-- What to work on --
[A] In the wifi thread below, which two brands does spidy333 suggest for the adapter?
[B] Continue the wifi thread below with the next reply after the last post shown.

-- Page --
━━━━━━
# i want to use wifi on my desktop.what hardware do i need and how to do it???



## tango_cash (Jan 13, 2009)

hi i have a desktop computer. i get free wifi signal in the balcony of my room my friends who have laptop use the wifi without any problem.my p.c is inside the room and the wifi signal does not come inside the room and i cannot move my p.c in the balcony. 
how do i catch the wifi signal i.e connect my p.c to the wifi..
what kind of hardware do i need.
as far as i think i need some device that would catch wifi signal, which i will place in the balcony then i would need some wire to connect the device to my p.c.
pls tell me what hardware setup i need and it would be great if u cud give idea about the price of the harware.
thanks.


----------



## spidy333 (Jan 13, 2009)

^buy a wireless lan usb or pci adapter and you are good to go.. from dlink or netgear..


----------



## tango_cash (Jan 24, 2009)

but the problem is wifi ka signal balcony pe aata hai. so i think the wifi thing has to be put on thebalcony and i need some wire to connect my p.c to it.
━━━━━━
-- Dataset entries --
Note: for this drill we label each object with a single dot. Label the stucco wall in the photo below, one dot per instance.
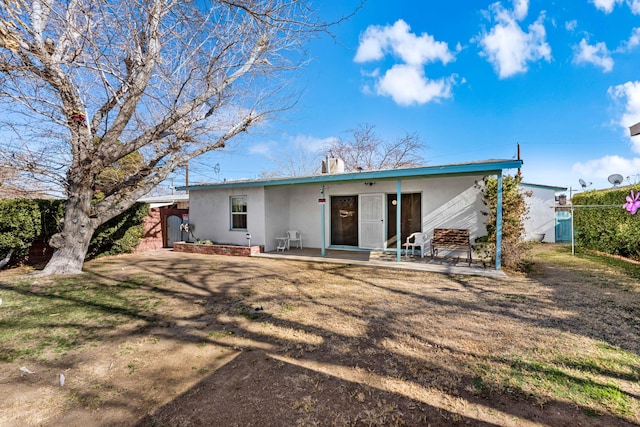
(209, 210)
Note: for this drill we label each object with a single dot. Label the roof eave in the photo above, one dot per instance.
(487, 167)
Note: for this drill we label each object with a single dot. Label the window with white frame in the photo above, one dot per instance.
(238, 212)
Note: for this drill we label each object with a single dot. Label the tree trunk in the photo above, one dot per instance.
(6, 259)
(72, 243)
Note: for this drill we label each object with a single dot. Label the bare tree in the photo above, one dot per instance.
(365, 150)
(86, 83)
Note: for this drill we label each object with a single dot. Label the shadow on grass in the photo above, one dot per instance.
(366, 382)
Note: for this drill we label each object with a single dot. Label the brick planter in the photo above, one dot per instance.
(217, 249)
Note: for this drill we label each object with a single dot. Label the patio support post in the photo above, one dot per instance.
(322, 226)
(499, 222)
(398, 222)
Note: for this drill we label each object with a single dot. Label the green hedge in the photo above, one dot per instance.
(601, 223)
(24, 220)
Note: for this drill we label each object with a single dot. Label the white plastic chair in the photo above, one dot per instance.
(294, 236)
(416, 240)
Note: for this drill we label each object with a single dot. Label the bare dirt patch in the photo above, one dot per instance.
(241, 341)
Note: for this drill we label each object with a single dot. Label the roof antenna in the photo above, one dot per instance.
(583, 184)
━━━━━━
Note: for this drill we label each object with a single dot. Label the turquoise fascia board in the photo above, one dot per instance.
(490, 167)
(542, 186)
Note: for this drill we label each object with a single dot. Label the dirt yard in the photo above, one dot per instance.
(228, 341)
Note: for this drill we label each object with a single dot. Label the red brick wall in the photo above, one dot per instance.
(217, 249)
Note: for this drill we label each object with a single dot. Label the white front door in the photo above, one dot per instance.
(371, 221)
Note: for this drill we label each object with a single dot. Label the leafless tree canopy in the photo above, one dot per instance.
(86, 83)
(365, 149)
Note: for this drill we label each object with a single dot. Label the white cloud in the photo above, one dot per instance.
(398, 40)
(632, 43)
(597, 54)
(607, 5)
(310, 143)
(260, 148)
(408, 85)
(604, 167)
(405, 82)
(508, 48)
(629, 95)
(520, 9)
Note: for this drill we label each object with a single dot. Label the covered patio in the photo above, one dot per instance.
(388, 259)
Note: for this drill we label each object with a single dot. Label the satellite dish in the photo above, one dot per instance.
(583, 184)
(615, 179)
━━━━━━
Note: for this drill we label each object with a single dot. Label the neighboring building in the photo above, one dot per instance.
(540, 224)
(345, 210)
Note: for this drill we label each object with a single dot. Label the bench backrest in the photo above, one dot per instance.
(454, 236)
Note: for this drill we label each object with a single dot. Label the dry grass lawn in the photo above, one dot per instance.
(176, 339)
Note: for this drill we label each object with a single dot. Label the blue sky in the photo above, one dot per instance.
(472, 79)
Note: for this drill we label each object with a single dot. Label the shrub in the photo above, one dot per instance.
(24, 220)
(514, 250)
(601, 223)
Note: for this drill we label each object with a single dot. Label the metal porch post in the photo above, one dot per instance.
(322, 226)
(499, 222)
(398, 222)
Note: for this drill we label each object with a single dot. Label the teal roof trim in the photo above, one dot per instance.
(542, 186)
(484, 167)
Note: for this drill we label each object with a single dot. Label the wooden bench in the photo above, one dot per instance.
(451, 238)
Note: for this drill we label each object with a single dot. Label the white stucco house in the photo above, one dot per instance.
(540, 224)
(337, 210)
━━━━━━
-- Final results --
[A] Dlink or Netgear.

[B]
----------



## gxsaurav (Jan 24, 2009)

^^^ what does that means? If you buy a PCI or USB based WiFi adapter then it will automatically catch the wifi signal in near vicinity.


----------



## vamsi360 (Jan 24, 2009)

now there are SD card wifi adapters...
If you buy them you can use them both on your phone and on your desktop (by using card reader )


----------



## amitash (Jan 24, 2009)

same problem with me...I have my comp downstairs but the phone line is up...So I never connect my PC to the Dlink wireless adaptor..I have just connected my modem to it...I temporarily dragged my PC up and connected to apply security and now I am able to share data, play games, browse etc on WLAN.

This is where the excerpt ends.